-- Texte fourni --
>>>

L’éveil est au cœur de la doctrine du Zen. On le présente sous deux aspects : d’abord, l’éveil en tant que méditation puis l’éveil en tant que compréhension.

Le processus même de la méditation est éveil : Il s’agit d’une présence, d’une ouverture inconditionnelles et ce saut dans l’inconditionnalité constitue précisément l’éveil. Mais ce premier éveil est encore englué par nos désirs, nos pensées, nos habitudes et nos conditionnements. Un second saut est nécessaire qui réalise jusqu’à la racine de nos os ce que nous sommes réellement. Ce second processus demande une longue période de maturation intérieure. Dôgen cite souvent comme exemples ceux des maîtres Xiangyan et Lingyun : le premier s’éveilla en entendant un caillou frapper un bambou, le second en contemplant des pêchers en fleurs.

À cette occasion, Lingyun composa une stance :

Depuis trente ans, j’étais pareil à celui qui cherche son sabre,
Combien de fois les feuilles sont-elles tombées, dénudant les branches ?

<<<

[Un bloc de données]
>>>

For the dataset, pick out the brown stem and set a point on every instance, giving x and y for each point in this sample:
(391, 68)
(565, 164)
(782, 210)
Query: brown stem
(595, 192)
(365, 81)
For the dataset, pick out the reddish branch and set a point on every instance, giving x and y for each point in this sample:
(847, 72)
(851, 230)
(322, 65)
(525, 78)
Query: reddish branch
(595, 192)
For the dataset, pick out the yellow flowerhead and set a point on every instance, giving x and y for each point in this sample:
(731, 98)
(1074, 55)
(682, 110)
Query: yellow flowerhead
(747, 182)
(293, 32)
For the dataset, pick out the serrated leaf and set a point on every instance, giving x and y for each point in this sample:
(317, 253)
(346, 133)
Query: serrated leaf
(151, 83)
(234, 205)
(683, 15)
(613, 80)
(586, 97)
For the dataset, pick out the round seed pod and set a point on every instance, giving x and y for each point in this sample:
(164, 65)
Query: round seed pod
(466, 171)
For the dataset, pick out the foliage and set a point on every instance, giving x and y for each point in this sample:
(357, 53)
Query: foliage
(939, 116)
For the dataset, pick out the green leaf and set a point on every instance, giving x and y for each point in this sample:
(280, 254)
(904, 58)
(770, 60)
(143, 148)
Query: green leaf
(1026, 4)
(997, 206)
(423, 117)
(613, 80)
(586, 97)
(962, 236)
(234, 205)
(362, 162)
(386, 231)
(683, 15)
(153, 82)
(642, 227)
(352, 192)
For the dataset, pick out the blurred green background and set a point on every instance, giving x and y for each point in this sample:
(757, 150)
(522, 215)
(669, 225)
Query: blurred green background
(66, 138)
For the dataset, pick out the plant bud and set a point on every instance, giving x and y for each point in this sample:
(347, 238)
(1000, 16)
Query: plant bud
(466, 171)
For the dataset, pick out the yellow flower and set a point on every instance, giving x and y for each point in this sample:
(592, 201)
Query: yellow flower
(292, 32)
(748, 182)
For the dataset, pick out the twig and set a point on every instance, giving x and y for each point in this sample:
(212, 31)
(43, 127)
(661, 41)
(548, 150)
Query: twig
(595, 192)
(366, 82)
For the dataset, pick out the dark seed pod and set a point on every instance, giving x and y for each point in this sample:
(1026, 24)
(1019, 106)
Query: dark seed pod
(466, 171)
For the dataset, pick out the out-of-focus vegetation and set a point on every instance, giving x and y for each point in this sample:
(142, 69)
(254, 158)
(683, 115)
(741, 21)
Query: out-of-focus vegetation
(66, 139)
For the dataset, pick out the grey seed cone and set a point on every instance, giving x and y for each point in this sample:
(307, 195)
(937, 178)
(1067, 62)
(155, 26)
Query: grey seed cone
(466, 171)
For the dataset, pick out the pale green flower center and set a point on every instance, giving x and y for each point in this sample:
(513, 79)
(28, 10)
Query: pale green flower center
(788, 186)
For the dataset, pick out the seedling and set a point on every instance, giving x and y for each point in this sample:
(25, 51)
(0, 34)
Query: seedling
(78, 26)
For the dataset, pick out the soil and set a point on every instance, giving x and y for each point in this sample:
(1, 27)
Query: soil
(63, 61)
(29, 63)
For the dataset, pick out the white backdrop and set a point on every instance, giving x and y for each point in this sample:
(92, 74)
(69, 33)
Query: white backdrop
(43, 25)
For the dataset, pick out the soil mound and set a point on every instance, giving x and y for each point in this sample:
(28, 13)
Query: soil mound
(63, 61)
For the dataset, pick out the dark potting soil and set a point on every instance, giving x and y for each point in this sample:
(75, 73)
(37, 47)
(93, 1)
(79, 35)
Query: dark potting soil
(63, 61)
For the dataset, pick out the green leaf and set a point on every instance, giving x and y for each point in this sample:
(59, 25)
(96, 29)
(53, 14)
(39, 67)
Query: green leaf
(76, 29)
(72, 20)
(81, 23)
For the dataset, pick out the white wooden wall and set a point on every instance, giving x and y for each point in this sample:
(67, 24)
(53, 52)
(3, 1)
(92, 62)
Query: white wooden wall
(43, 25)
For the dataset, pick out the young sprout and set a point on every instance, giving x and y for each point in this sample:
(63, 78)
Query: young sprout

<<<

-- Énoncé du problème --
Reproduisez à l'identique le passage du texte sur l'éveil dans le Zen, depuis « Le processus même » jusqu'à « pêchers en fleurs. » inclus.

-- Résultat final --
Le processus même de la méditation est éveil : Il s’agit d’une présence, d’une ouverture inconditionnelles et ce saut dans l’inconditionnalité constitue précisément l’éveil. Mais ce premier éveil est encore englué par nos désirs, nos pensées, nos habitudes et nos conditionnements. Un second saut est nécessaire qui réalise jusqu’à la racine de nos os ce que nous sommes réellement. Ce second processus demande une longue période de maturation intérieure. Dôgen cite souvent comme exemples ceux des maîtres Xiangyan et Lingyun : le premier s’éveilla en entendant un caillou frapper un bambou, le second en contemplant des pêchers en fleurs.